:: Text excerpt

This report maps current enforcement and compliance measures and practices in Ontario’s regulation of employment, particularly as they relate to precarious employment. It evaluates the effectiveness of Ontario’s enforcement regimes, focusing on Employment Standards (ES) and Occupational Health and Safety (OHS) legislation, and sets these regimes in the context of those operating in jurisdictions across and outside Canada. Through this process, it identifies and evaluates potential reforms to improve regulatory effectiveness, particularly for workers in precarious jobs. The central argument is that there are fundamental deficiencies in both of these enforcement regimes: each, albeit in different ways, is out of step with the realities of the contemporary labour market and each demands more proactive approaches to regulation combined with, where appropriate, innovative reactive and voluntary measures that are embedded in strong public enforcement.
While the report focuses on enforcement practices related to ES and OHS legislation, it is instructive to begin with a brief discussion of both the broader principles that underpin these pieces of legislation and the general models of enforcement that aim to implement these principles.
At a normative level, both ES and OHS legislation aim to promote ‘decent work.’ The concept of ‘decent work’ as developed through the International Labour Organization (ILO) is defined as jobs that provide income and employment security, equity, and human dignity.[2] This aim is articulated in regulations at multiple scales and at the international level it is the rationale for ILO standards.[3] Specifically, the norm of decent work is rooted in the ILO’s 1998 Declaration on Fundamental Principles and Rights At Work and more recent 2008 Declaration on Social Justice for Fair Globalization. The 1998 Declaration defines these fundamental rights to be: freedom of association and the effective recognition of the right to collective bargaining; the elimination of all forms of forced or compulsory labour; the effective abolition of child labour; and the elimination of discrimination in respect of employment and occupation.[4] In 2008, the Declaration on Social Justice for a Fair Globalization built on this framework committing members to implementing the Decent Work Agenda through four interconnected objectives: (i) promoting decent work by creating a sustainable institutional and economic environment; (ii) developing and enhancing measures of social protection – social security and labour protection – which are sustainable and adopted to national circumstances; (iii) promoting social dialogue and tripartism; and (iv) respecting, promoting and realizing the fundamental principles and rights at work.[5] The norm of decent work shapes regional labour standards agreements as well. For example, in North America this norm informs the labour standards side agreement to the North American Free Trade Agreement (NAFTA), the North American Agreement on Labour Cooperation, including its principles on ES, non-discrimination, prevention of, and compensation for, occupational injuries, and protection of migrant workers.[6]
In Canada broadly and in Ontario in particular, the pursuit of decent work entails three normative goals: the promotion of social minima, universality, and fairness. Social minima refers to “ensuring that workers benefit from minimum acceptable conditions of employment and … actively promot[ing] the adoption of socially desirable terms and conditions of employment.”[7] This is historically a primary rationale for ES legislation, which is meant to establish a legislative floor below which conditions of employment are not to fall. Such a floor is recognized as necessary to protect against employer exploitation due to unequal bargaining power between workers and employers (see goal of fairness below).

::::
:: Dataset excerpts

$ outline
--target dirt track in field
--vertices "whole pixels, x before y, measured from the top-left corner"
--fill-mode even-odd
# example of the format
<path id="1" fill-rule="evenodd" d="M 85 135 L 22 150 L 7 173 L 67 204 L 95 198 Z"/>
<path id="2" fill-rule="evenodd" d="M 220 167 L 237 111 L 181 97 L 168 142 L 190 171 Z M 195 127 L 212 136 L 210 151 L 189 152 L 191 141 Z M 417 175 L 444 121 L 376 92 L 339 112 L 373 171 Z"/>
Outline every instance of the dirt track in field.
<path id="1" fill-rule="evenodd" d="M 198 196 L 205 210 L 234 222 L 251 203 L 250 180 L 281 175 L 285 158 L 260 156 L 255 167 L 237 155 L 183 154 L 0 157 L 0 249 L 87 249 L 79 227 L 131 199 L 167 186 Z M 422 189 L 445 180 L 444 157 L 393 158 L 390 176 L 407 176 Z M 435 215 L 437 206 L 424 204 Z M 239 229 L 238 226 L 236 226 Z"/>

::::

» Problems
[1] Do these statements agree with the Ontario enforcement report? For each, answer yes or no and quote the deciding words.
(a) The 1998 Declaration counts the effective abolition of child labour among fundamental rights.
(b) The report centers on workers' compensation legislation.
(c) The report finds Ontario's enforcement regimes well suited to today's labour market.
[2] According to the Ontario enforcement report, which three normative goals does the pursuit of decent work entail in Canada and Ontario?
[3] Pick up the Ontario enforcement report after its last sentence and keep writing.
You can leave the listing aside.

» Task responses
[1]
(a) Yes: "the effective abolition of child labour"
(b) No: "focusing on Employment Standards (ES) and Occupational Health and Safety (OHS) legislation"
(c) No: "each, albeit in different ways, is out of step with the realities of the contemporary labour market"

[2] The promotion of social minima, universality, and fairness.

[3]
The second goal is universality. This objective involves “extend[ing] the minimum benefits of the legislation to the greatest possible number of employees.”[8] While universality is a stated goal of legislated standards, special exemptions and/or conditions are often built into legislation to exclude particular employee groups from coverage of some or all standards depending on the circumstances of their employment.
Finally, the goal of fairness refers to “safeguard[ing] workers against exploitation and …protect[ing] employers against unfair competition based on lower standards.”[9] Underlying the principle of fairness lies the imperative to address the fundamental power imbalance that exists between employers and employees, particularly those workers who are without union representation and in the most precarious forms of employment.
These normative goals contribute to, and are reinforced by, the workplace policy objectives of assuring basic labour standards, protecting against major down side risks associated with employment and mitigating against power imbalances and resulting abuses.[10] Such workplace objectives translate into, and are shaped by, both OHS laws (protections against exposure to unacceptably hazardous working conditions and provisions for worker involvement in OHS management) and ES laws (standards governing payment of wages, hours of work and eating periods, overtime pay, minimum wage, public holidays, vacation with pay, equal pay for equal work, benefit plans, leaves of absence, and termination and severance of employment).
Such laws are then enforced through a range of regulatory strategies that differ in the way they deploy available enforcement tools. In broad terms, there are three general forms of enforcement: (i) proactive enforcement; (ii) reactive enforcement; and (iii) voluntary compliance.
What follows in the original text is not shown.